- [Excerpt to read]
──────────

Data in Practice: Interview with a CartaX engineer
We spoke with Andrew Nguonly, the first data engineer at CartaX, to learn his approach to data reliability and his from-the-trenches tips.
In the "Data in Practice" series, we talk to real data engineers who have put data reliability engineering concepts into practice, learning from their challenges and successes in the real world.
Andrew Nguonly has spent the last several years building data infrastructure and pipelines at companies ranging from early-stage startups to tech giants. Most recently, Andrew was the first data engineer at CartaX, where he bootstrapped the company's data platform from scratch. Before that, Andrew worked as an engineer on Netflix's streaming data infrastructure team, building tools and services used by Netflix's army of data engineers. In this blog post, Andrew shares his experience and advice.
Andrew's experience at CartaX
CartaX is a secondary market trading platform for startup equity. It serves as a partner product to Carta, whose software manages startup cap tables. However, since CartaX is technically a separate company, it couldn’t use the same existing data infrastructure as Carta.
As the first data engineer at CartaX, Andrew was tasked with building the company's data infrastructure from the ground up. He implemented the company's batch and streaming data pipelines, loading data into a Redshift data warehouse.

──────────

Data entries
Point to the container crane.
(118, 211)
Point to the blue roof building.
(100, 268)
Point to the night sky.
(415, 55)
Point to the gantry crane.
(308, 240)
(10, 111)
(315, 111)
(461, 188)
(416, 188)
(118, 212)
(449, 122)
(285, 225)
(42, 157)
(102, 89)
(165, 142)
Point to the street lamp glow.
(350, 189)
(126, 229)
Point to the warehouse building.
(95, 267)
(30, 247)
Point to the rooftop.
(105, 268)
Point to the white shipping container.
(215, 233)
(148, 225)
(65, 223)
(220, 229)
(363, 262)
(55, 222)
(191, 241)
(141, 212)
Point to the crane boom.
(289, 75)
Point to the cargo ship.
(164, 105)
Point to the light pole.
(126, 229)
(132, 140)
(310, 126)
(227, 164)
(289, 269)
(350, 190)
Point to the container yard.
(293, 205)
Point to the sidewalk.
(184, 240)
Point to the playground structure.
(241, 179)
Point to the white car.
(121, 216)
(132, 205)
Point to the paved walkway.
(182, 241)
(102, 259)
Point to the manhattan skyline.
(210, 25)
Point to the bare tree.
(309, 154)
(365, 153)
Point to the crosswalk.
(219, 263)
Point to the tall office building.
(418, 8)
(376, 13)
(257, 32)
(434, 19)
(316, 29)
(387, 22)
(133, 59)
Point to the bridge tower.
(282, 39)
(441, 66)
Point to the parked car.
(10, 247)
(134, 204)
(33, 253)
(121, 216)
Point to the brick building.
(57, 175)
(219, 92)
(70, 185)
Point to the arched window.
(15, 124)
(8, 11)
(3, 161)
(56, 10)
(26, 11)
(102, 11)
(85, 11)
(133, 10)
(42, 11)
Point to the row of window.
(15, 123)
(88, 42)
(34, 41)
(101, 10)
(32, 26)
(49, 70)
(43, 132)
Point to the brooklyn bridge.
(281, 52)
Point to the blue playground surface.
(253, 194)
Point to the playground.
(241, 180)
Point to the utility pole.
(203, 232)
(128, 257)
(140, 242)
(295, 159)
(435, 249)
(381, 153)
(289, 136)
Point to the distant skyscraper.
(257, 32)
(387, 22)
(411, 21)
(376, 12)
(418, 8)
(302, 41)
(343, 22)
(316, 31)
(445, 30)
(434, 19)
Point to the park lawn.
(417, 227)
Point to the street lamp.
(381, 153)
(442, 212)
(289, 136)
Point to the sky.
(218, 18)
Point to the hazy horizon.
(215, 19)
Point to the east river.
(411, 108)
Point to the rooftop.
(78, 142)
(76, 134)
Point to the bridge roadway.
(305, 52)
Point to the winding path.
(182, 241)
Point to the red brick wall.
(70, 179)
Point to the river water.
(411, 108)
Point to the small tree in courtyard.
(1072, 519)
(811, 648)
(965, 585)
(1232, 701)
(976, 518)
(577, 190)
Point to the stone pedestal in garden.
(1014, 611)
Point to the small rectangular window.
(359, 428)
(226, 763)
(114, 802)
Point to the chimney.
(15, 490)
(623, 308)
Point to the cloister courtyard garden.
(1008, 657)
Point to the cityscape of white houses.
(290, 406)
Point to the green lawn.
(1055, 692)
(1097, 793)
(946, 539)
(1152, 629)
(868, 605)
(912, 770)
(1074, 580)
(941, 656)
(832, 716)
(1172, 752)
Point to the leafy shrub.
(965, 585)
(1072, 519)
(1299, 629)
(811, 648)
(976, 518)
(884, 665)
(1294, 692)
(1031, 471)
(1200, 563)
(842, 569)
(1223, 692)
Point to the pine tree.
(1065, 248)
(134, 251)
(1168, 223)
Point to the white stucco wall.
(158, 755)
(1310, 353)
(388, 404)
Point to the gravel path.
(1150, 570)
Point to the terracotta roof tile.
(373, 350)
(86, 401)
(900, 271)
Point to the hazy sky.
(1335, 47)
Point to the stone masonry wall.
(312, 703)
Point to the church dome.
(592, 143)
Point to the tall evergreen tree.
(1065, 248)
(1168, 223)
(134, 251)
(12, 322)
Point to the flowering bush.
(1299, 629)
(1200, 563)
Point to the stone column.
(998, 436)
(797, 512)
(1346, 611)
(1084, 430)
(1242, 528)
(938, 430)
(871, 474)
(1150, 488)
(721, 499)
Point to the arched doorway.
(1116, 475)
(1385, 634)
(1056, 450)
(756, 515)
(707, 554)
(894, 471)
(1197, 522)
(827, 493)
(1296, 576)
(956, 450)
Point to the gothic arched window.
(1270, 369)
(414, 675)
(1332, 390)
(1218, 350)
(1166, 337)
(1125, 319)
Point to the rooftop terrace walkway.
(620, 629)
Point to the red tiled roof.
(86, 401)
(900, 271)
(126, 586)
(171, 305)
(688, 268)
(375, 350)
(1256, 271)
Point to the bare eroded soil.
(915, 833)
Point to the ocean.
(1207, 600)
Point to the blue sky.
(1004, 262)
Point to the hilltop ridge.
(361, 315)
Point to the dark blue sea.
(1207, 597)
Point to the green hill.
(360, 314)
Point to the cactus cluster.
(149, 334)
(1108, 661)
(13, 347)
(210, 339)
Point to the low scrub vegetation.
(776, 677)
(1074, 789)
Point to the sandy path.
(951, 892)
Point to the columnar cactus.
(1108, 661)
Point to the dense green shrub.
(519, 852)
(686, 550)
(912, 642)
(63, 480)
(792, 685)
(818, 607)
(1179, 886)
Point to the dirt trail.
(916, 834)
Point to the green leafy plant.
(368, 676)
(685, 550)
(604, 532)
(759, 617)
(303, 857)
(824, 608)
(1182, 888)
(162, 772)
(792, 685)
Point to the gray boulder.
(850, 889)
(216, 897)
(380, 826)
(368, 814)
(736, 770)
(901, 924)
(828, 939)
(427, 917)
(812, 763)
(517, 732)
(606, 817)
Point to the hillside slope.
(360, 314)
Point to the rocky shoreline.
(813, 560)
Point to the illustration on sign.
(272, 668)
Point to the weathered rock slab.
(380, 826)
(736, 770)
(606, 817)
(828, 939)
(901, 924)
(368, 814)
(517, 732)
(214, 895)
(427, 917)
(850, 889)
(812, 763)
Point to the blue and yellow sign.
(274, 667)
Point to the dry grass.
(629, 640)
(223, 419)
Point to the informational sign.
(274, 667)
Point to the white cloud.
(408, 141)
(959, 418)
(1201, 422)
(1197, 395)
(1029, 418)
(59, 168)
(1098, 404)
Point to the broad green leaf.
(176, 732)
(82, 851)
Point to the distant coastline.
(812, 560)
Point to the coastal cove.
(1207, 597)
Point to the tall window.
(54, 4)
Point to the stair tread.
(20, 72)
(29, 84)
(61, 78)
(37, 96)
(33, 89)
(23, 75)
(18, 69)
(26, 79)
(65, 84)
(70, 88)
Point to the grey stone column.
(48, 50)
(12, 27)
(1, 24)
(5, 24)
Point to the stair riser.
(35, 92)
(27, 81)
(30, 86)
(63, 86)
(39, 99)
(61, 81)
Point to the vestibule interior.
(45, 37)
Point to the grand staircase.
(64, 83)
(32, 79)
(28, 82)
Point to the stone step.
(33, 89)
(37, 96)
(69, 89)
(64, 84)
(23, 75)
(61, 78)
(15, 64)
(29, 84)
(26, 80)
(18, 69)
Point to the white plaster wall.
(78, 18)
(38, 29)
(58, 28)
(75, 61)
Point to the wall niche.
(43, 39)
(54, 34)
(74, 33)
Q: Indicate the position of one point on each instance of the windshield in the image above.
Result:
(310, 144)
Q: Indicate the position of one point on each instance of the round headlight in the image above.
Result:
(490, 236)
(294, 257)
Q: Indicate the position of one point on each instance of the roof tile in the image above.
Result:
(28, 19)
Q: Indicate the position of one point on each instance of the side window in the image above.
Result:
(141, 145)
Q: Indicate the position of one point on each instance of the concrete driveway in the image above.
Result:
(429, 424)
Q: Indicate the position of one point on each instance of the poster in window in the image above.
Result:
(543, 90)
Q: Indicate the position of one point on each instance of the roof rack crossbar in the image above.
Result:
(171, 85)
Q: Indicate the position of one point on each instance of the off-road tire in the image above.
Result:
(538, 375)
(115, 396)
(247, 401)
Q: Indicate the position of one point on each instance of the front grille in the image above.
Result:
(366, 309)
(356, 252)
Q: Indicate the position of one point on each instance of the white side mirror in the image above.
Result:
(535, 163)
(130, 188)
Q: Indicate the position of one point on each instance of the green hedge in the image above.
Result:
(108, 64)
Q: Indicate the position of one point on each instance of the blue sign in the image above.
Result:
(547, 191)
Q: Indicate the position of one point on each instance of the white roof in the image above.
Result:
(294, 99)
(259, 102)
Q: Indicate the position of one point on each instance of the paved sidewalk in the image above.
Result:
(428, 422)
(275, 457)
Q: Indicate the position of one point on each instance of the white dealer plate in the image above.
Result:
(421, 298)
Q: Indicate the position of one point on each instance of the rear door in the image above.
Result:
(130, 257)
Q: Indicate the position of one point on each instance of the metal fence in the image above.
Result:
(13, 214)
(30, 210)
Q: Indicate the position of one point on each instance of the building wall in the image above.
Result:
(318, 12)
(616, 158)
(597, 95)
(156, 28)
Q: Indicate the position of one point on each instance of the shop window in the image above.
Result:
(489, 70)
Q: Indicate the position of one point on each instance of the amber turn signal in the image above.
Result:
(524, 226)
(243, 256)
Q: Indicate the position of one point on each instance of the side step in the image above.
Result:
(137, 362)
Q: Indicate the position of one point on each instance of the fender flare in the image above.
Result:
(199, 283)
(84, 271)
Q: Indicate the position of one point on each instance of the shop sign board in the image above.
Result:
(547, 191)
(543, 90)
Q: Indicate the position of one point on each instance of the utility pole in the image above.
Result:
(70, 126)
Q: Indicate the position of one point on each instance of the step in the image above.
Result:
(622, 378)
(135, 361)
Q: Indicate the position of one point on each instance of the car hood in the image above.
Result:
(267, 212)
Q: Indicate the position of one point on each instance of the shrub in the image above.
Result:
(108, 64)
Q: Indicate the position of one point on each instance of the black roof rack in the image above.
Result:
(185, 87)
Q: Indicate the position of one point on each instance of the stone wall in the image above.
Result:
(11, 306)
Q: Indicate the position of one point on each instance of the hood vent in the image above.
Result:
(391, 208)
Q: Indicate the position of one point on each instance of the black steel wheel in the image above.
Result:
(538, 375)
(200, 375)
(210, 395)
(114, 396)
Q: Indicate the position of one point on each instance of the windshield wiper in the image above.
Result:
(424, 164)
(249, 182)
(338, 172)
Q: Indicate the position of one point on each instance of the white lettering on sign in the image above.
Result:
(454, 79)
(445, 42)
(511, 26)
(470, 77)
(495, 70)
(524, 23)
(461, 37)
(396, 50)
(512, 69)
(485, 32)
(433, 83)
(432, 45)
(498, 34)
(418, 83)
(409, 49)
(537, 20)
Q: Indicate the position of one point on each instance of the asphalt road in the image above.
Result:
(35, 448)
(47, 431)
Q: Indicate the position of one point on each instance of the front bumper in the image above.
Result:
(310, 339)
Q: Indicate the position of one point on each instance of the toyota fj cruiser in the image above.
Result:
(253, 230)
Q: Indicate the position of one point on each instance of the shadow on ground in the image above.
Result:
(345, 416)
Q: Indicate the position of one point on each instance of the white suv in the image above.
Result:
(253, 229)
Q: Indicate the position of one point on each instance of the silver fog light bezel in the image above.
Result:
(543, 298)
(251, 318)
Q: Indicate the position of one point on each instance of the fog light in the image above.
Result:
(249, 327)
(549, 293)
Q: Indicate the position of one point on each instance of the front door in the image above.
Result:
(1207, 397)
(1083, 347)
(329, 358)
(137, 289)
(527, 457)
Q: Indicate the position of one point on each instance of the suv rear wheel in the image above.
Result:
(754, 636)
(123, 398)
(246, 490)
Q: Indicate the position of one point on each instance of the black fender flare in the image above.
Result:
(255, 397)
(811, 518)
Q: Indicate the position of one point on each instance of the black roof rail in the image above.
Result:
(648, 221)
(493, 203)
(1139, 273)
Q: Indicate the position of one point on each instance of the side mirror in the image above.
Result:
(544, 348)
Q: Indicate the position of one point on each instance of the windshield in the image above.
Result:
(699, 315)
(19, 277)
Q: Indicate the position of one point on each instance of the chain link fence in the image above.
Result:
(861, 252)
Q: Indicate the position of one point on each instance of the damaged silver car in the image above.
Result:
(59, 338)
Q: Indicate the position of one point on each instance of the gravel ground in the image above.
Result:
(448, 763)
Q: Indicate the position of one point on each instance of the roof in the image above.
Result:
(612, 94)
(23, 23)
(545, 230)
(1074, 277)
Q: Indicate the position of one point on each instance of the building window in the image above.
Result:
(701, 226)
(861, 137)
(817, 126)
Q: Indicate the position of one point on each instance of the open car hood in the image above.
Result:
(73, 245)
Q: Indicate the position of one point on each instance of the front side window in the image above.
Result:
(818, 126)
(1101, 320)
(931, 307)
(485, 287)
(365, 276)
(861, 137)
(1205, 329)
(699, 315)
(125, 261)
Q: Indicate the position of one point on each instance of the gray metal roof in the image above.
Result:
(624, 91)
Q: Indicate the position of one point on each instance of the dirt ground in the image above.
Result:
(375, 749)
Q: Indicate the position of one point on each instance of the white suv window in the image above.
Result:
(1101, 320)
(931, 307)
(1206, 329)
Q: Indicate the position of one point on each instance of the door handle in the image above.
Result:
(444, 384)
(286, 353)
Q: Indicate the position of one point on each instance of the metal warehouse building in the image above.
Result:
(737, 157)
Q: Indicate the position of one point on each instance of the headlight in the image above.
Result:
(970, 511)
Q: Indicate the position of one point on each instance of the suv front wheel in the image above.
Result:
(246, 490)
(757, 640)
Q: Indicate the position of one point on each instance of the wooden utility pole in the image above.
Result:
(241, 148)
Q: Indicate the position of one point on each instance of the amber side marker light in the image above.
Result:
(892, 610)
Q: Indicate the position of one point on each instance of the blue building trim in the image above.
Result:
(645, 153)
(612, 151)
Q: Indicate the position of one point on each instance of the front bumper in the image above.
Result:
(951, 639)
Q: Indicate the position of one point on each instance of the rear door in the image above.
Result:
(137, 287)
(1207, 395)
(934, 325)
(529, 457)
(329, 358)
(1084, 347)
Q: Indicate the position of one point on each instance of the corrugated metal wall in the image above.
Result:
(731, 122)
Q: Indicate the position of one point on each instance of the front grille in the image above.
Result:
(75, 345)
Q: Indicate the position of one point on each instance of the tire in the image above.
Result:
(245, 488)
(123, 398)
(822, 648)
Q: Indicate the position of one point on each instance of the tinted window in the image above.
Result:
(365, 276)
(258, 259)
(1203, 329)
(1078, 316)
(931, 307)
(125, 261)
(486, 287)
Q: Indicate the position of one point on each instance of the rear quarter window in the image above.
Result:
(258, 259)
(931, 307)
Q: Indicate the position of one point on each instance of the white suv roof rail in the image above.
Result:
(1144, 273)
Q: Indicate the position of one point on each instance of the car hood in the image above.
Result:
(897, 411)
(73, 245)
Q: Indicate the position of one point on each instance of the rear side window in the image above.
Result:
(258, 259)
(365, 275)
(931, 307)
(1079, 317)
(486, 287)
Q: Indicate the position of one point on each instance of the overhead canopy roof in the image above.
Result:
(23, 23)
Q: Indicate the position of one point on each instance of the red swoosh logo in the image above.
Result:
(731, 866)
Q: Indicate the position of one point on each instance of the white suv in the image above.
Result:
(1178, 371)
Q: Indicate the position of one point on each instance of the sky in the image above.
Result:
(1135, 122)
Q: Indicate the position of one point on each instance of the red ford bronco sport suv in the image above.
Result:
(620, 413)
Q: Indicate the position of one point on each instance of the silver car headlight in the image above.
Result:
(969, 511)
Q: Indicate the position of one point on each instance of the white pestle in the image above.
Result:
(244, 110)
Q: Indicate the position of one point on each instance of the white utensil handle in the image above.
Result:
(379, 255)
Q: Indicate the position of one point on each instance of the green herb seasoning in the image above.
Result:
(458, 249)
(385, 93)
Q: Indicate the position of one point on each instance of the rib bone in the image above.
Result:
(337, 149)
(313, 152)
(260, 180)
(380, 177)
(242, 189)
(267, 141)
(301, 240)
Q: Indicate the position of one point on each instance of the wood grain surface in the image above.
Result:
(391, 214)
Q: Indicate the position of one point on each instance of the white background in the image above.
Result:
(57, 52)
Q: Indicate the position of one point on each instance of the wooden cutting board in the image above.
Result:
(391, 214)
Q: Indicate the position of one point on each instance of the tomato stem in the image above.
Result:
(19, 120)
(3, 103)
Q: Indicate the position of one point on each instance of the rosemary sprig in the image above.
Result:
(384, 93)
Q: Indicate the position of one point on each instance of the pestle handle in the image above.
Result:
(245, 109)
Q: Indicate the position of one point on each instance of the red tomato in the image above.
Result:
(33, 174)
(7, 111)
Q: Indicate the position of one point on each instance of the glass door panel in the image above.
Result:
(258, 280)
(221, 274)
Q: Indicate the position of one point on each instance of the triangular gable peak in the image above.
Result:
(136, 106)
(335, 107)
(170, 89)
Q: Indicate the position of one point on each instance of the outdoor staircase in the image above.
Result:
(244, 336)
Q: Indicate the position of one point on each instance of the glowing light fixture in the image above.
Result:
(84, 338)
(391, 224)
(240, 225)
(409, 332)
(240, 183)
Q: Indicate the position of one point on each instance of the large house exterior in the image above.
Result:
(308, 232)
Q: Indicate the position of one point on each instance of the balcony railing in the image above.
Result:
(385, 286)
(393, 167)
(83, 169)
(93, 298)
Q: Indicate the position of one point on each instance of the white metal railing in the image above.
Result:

──────────

- [List of tasks]
A – According to the interview with the CartaX engineer, what kind of data warehouse did Andrew's pipelines load data into?
B – Pull out each line of the data entries that contains the string "crane", matching upper and lower case exactly.

- [Answers in order]
A – A Redshift data warehouse.

B –
Point to the container crane.
Point to the gantry crane.
Point to the crane boom.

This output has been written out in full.